▸ Consignes:
**a)** Transcrivez à l'identique le passage du texte proposé qui va de « Lorsqu’on s’inscrit à » jusqu'à « de complets inconnus. ».
**b)** Répondez à ces questions d'après le texte proposé :
(i) Selon le jeu en ligne, de combien de degrés au maximum un acteur était-il séparé de Kevin Bacon ?
(ii) Quels services proposent le premier modèle, dit « bottom-up » ?
(iii) Dans quelles disciplines les logiciels de « social network analysis » sont-ils utilisés ?

Cette théorie contestée (Milgram aurait largement surévalué les résultats de l’expérience initiale) est devenue encore plus populaire avec le jeu en ligne consacré à l’acteur Kevin Bacon. Créé par un étudiant en informatique de l’université de Virginie cette application calculait automatiquement le degré de séparation de tout acteur américain des 40 dernières années d’avec Bacon (avait-il tourné avec lui? avec un acteur ayant tourné avec lui? etc). Il en résultait qu’aucun n’était séparé de Kevin Bacon de plus de 4 degrés. Un résultat qui le plaçait au centre d’un petit monde (et contribuait à sa renommée).
Les recherches universitaires issues de cette théorie ont ensuite donné naissance à des logiciels dits de " social network analysis " utilisés en psychologie, sociologie et sciences de l’organisation pour cartographier des réseaux humains et en tirer des sociogrammes.
Les sociétés cités précédemment doivent beaucoup à ces outils dont les plus connus ont pour nom Net Miner, Org Net, Krack Plot ou Net Vis mais, quoique s’inspirant toutes des idées de Milgram et proposant toutes une version numérique du proverbe " les amis de mes amis sont mes amis " (voir aussi les " blogrolls " évoqués le mois dernier), elles ne sont pas pour autant des clones les unes des autres. Comme nous le verrons, nous sommes en face de deux modèles de mise en uvre très différents.
" Bottom-up " ou " top-down " ?
Le premier, proposé par Friendster, Ryze ou Linked In, donne l’initiative à l’utilisateur final et peut-être qualifié de " bottom-up " (par la base).
Lorsqu’on s’inscrit à l’un de ses services en ligne la procédure est en général la suivante : on doit d’abord renseigner un profil avec photo, informations personnelles, centres d’intérêts, livres favoris, films préférés,…
On invite ensuite ses connaissances ou ses amis à rejoindre son réseau par des emails générés à partir du site même. Ceux qui ont déjà un profil actif sur le site doivent confirmer s’ils sont ou non des amis/relations (attention aux surprises!). Les autres, s’ils acceptent votre invitation suivent l’URL indiquée dans l’email qu’ils ont reçu et viennent remplir à leur tour une fiche profil sur le site web, lancent de nouvelles invitations puis accèdent à votre réseau. Le réseau virtuel se crée ainsi de manière exponentielle en assurant à chacun de ne pas être contacté par de complets inconnus.

▸ Lignes présentées:
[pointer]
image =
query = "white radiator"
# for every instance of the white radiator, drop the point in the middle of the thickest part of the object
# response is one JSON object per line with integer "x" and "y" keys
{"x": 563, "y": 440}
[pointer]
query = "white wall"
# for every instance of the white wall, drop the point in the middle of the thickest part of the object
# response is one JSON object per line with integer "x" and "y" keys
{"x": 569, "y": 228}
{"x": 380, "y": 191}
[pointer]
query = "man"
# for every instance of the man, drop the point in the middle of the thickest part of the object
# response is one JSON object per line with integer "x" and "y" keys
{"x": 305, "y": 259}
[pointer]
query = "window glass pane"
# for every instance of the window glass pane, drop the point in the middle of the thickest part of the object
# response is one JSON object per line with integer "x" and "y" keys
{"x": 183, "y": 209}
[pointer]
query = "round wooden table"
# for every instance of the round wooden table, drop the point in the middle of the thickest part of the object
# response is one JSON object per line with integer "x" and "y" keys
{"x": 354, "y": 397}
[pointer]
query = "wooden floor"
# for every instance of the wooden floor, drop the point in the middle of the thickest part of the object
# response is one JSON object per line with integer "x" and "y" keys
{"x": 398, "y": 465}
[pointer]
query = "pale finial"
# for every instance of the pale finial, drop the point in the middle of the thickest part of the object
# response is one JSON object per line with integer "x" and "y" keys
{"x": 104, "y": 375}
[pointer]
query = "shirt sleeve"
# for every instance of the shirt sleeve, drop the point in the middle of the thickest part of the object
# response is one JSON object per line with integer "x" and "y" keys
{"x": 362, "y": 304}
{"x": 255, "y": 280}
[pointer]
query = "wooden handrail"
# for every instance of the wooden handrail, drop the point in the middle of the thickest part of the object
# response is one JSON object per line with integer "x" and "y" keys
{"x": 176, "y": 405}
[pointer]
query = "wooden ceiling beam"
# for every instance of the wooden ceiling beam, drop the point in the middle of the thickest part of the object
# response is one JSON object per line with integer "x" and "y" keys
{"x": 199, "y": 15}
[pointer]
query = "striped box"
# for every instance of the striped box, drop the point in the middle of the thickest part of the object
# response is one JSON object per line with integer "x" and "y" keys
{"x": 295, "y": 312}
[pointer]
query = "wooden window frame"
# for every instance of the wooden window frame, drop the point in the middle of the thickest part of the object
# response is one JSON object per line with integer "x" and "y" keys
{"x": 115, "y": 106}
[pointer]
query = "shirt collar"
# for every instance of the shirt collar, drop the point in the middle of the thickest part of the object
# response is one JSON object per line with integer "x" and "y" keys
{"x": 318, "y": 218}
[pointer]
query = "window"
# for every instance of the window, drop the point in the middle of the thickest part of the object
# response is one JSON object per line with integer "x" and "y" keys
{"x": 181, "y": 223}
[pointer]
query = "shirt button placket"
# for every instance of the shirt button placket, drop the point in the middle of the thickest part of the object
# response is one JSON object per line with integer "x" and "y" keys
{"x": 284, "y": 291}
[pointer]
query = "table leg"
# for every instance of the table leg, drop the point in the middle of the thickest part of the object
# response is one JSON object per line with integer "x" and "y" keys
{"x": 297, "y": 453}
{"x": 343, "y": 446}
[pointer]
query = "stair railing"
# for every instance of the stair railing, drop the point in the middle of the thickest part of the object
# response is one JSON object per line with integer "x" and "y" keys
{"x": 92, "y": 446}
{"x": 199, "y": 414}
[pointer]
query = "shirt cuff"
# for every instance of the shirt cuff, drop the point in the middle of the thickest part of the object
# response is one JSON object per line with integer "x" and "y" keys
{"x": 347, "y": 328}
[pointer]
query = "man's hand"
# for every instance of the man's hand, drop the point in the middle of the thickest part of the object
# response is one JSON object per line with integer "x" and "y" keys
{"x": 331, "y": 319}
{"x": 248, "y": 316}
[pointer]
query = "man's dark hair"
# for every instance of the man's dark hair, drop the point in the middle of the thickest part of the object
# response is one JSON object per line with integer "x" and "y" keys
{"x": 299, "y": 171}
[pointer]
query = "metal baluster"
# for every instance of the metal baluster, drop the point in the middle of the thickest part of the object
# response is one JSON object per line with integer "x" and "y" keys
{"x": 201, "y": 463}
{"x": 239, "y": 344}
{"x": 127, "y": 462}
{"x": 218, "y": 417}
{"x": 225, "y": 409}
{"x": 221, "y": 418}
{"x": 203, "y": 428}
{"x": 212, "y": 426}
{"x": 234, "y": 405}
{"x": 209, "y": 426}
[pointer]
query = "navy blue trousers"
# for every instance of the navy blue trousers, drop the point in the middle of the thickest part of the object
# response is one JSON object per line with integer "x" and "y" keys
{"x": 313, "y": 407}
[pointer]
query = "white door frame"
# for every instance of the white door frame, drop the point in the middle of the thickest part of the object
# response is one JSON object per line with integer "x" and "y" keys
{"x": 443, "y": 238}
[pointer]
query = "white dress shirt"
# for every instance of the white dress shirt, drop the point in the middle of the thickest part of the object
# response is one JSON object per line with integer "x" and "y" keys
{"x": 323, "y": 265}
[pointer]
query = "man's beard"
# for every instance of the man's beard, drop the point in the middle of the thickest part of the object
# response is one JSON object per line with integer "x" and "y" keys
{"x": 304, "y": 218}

▸ Corrigé:
**a)**
Lorsqu’on s’inscrit à l’un de ses services en ligne la procédure est en général la suivante : on doit d’abord renseigner un profil avec photo, informations personnelles, centres d’intérêts, livres favoris, films préférés,…
On invite ensuite ses connaissances ou ses amis à rejoindre son réseau par des emails générés à partir du site même. Ceux qui ont déjà un profil actif sur le site doivent confirmer s’ils sont ou non des amis/relations (attention aux surprises!). Les autres, s’ils acceptent votre invitation suivent l’URL indiquée dans l’email qu’ils ont reçu et viennent remplir à leur tour une fiche profil sur le site web, lancent de nouvelles invitations puis accèdent à votre réseau. Le réseau virtuel se crée ainsi de manière exponentielle en assurant à chacun de ne pas être contacté par de complets inconnus.

**b)**
(i) De 4 degrés au maximum.
(ii) Friendster, Ryze et Linked In.
(iii) En psychologie, en sociologie et en sciences de l'organisation.